What you need to do – Once the records have been read, set every one down as it stands.

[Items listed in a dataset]
▼

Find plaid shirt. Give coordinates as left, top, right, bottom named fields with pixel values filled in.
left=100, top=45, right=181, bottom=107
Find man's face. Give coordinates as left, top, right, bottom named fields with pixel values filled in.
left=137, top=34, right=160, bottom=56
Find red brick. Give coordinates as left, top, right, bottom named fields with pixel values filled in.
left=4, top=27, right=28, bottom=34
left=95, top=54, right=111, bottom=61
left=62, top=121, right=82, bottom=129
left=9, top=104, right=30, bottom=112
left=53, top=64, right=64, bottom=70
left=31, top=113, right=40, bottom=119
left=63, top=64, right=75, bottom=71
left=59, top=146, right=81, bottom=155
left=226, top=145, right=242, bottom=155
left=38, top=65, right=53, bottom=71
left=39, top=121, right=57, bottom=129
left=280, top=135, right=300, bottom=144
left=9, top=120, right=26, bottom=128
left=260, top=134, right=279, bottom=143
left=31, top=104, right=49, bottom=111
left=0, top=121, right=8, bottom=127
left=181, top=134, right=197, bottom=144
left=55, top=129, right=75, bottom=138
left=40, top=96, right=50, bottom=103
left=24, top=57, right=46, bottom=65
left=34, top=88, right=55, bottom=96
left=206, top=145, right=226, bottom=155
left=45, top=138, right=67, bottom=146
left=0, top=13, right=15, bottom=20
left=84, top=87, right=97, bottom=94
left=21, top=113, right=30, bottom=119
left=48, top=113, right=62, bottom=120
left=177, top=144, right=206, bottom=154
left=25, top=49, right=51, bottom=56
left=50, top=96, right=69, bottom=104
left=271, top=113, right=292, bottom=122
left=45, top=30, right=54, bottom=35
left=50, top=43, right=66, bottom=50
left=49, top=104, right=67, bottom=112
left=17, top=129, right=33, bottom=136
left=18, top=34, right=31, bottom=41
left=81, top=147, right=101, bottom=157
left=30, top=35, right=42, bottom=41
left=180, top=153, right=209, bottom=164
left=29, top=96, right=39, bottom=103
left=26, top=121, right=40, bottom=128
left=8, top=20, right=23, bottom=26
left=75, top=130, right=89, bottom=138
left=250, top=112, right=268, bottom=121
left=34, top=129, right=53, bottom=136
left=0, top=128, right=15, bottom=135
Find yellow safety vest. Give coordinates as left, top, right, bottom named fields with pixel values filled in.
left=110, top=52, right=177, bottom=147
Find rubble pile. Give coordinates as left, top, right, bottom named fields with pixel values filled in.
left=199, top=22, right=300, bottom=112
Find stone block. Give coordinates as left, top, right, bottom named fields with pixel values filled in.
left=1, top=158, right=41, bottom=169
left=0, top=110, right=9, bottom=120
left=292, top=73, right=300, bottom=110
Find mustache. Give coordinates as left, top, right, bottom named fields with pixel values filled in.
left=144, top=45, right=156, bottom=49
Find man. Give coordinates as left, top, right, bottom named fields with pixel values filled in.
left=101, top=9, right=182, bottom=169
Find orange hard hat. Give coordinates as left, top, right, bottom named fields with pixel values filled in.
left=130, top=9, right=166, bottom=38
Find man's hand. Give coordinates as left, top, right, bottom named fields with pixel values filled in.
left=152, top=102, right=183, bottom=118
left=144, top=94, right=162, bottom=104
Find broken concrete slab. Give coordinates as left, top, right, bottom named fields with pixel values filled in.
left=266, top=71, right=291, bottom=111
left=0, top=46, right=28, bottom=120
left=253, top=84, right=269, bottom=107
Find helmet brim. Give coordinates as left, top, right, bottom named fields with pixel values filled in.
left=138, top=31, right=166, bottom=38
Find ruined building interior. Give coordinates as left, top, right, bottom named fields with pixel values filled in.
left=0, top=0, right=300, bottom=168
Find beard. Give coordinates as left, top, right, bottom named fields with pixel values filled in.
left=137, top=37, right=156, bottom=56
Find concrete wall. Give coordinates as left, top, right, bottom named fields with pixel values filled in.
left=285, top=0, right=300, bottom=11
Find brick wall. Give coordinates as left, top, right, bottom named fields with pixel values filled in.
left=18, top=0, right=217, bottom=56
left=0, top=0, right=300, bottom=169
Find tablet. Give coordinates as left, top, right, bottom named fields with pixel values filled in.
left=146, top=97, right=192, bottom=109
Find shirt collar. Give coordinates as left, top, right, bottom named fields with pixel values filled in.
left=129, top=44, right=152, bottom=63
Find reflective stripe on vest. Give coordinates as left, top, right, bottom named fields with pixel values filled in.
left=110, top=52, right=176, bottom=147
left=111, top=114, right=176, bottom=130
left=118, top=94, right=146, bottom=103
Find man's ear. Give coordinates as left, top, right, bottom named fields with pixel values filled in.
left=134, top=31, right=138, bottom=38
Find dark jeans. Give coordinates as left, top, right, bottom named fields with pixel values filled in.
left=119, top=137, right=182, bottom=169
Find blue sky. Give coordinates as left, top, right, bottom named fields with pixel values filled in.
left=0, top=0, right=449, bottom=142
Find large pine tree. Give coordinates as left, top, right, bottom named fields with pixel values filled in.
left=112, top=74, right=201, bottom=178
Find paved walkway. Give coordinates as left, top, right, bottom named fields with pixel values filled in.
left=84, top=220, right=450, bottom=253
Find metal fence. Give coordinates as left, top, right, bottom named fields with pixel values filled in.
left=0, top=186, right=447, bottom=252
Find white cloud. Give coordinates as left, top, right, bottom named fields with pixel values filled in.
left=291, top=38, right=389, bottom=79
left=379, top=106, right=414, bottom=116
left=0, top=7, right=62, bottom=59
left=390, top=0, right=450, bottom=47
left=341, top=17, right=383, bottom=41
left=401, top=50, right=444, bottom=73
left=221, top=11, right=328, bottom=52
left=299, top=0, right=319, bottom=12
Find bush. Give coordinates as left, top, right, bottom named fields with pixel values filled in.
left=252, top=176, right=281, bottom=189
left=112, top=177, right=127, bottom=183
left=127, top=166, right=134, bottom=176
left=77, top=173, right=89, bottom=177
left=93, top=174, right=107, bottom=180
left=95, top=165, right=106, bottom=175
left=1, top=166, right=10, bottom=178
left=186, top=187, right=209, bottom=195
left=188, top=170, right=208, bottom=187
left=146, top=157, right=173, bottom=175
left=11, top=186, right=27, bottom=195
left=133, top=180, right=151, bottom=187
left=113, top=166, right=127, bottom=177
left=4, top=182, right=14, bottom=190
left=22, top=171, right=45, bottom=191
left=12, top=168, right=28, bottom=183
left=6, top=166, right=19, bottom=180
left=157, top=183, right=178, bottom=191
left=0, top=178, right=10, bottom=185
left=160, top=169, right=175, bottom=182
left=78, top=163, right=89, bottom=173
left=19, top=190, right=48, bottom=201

▲

Written solution –
Find plaid shirt. Give coordinates as left, top, right, bottom named fields with pixel values filled in.
left=100, top=45, right=181, bottom=107
Find man's face. Give coordinates as left, top, right, bottom named fields with pixel values filled in.
left=137, top=34, right=160, bottom=56
Find red brick. Give coordinates as left, top, right, bottom named fields with pixel values filled in.
left=4, top=27, right=28, bottom=34
left=95, top=54, right=111, bottom=61
left=62, top=121, right=82, bottom=129
left=9, top=104, right=30, bottom=112
left=53, top=64, right=64, bottom=70
left=31, top=113, right=40, bottom=119
left=63, top=64, right=75, bottom=71
left=59, top=146, right=81, bottom=155
left=226, top=145, right=242, bottom=155
left=38, top=65, right=53, bottom=71
left=39, top=121, right=57, bottom=129
left=280, top=135, right=300, bottom=144
left=9, top=120, right=26, bottom=128
left=260, top=134, right=279, bottom=143
left=31, top=104, right=49, bottom=111
left=0, top=121, right=8, bottom=127
left=181, top=134, right=197, bottom=144
left=55, top=129, right=75, bottom=138
left=40, top=96, right=50, bottom=103
left=24, top=57, right=46, bottom=65
left=34, top=88, right=55, bottom=96
left=206, top=145, right=226, bottom=155
left=45, top=138, right=67, bottom=146
left=0, top=13, right=15, bottom=20
left=84, top=87, right=97, bottom=94
left=21, top=113, right=30, bottom=119
left=48, top=113, right=62, bottom=120
left=177, top=144, right=206, bottom=154
left=25, top=49, right=51, bottom=56
left=50, top=96, right=69, bottom=104
left=271, top=113, right=292, bottom=122
left=45, top=30, right=54, bottom=35
left=50, top=43, right=66, bottom=50
left=49, top=104, right=67, bottom=112
left=17, top=129, right=33, bottom=136
left=18, top=34, right=31, bottom=41
left=81, top=147, right=101, bottom=157
left=30, top=35, right=42, bottom=41
left=180, top=153, right=209, bottom=164
left=29, top=96, right=39, bottom=103
left=26, top=121, right=40, bottom=128
left=8, top=20, right=23, bottom=26
left=75, top=130, right=89, bottom=138
left=250, top=112, right=268, bottom=121
left=34, top=129, right=53, bottom=136
left=0, top=128, right=15, bottom=135
Find yellow safety vest. Give coordinates as left, top, right, bottom named fields with pixel values filled in.
left=110, top=52, right=177, bottom=147
Find rubble pile. Give coordinates as left, top, right, bottom named fields with pixel values filled in.
left=199, top=22, right=300, bottom=112
Find stone block. Give coordinates as left, top, right, bottom named fields with pixel values filled in.
left=1, top=158, right=41, bottom=169
left=0, top=110, right=9, bottom=120
left=292, top=73, right=300, bottom=110
Find mustache. Give coordinates as left, top, right, bottom named fields with pixel values filled in.
left=144, top=45, right=156, bottom=49
Find man. Give coordinates as left, top, right, bottom named fields with pixel values filled in.
left=101, top=9, right=182, bottom=169
Find orange hard hat. Give coordinates as left, top, right, bottom named fields with pixel values filled in.
left=130, top=9, right=166, bottom=38
Find man's hand. Give coordinates as left, top, right, bottom named fields with pixel values filled in.
left=152, top=102, right=183, bottom=118
left=144, top=94, right=162, bottom=104
Find broken concrete slab. Give coordinates as left, top, right, bottom named fields with pixel values filled in.
left=266, top=71, right=291, bottom=111
left=0, top=46, right=28, bottom=120
left=253, top=84, right=269, bottom=107
Find helmet brim. Give coordinates as left, top, right, bottom named fields with pixel values filled in.
left=138, top=31, right=166, bottom=38
Find ruined building interior. Give coordinates as left, top, right, bottom named fields with pixel values filled in.
left=0, top=0, right=300, bottom=168
Find beard. Give coordinates as left, top, right, bottom named fields with pixel values filled in.
left=137, top=37, right=156, bottom=56
Find concrete wall. Give coordinates as left, top, right, bottom named fields with pixel values filled in.
left=285, top=0, right=300, bottom=11
Find brick wall. Give coordinates as left, top, right, bottom named fields with pixel values filled in.
left=18, top=0, right=217, bottom=56
left=0, top=0, right=300, bottom=169
Find tablet. Give coordinates as left, top, right, bottom named fields with pixel values filled in.
left=146, top=97, right=192, bottom=109
Find shirt collar. Give coordinates as left, top, right, bottom named fields with pixel values filled in.
left=129, top=44, right=152, bottom=63
Find reflective stripe on vest. Give coordinates as left, top, right, bottom named fields with pixel values filled in.
left=110, top=52, right=176, bottom=147
left=111, top=114, right=176, bottom=130
left=118, top=94, right=146, bottom=103
Find man's ear. Give coordinates as left, top, right, bottom named fields with pixel values filled in.
left=134, top=31, right=138, bottom=38
Find dark jeans. Give coordinates as left, top, right, bottom named fields with pixel values filled in.
left=119, top=137, right=182, bottom=169
Find blue sky. Give coordinates as left, top, right, bottom named fields with pixel values filled in.
left=0, top=0, right=449, bottom=142
Find large pine tree. Give coordinates as left, top, right, bottom named fields with pixel values filled in.
left=112, top=74, right=201, bottom=178
Find paved walkway. Give coordinates as left, top, right, bottom named fields with pixel values filled in.
left=84, top=220, right=450, bottom=253
Find metal fence. Give coordinates as left, top, right, bottom named fields with pixel values filled in.
left=0, top=186, right=447, bottom=252
Find white cloud. Give coordinates as left, top, right, bottom named fields with pixel values filled in.
left=291, top=38, right=389, bottom=79
left=379, top=106, right=414, bottom=116
left=0, top=7, right=62, bottom=59
left=390, top=0, right=450, bottom=47
left=341, top=17, right=383, bottom=41
left=401, top=50, right=444, bottom=73
left=221, top=11, right=328, bottom=52
left=299, top=0, right=319, bottom=12
Find bush. Give coordinates as left, top, right, bottom named fields with pixel values filled in.
left=252, top=176, right=281, bottom=189
left=112, top=177, right=127, bottom=183
left=127, top=166, right=134, bottom=176
left=77, top=173, right=89, bottom=177
left=93, top=174, right=107, bottom=180
left=95, top=165, right=106, bottom=175
left=1, top=166, right=10, bottom=178
left=186, top=187, right=209, bottom=195
left=188, top=170, right=208, bottom=187
left=146, top=157, right=173, bottom=175
left=11, top=186, right=27, bottom=195
left=133, top=180, right=151, bottom=187
left=113, top=166, right=127, bottom=177
left=4, top=182, right=14, bottom=190
left=22, top=171, right=45, bottom=191
left=12, top=168, right=28, bottom=183
left=6, top=166, right=19, bottom=180
left=157, top=183, right=178, bottom=191
left=0, top=178, right=10, bottom=185
left=160, top=169, right=175, bottom=182
left=78, top=163, right=89, bottom=173
left=19, top=190, right=48, bottom=201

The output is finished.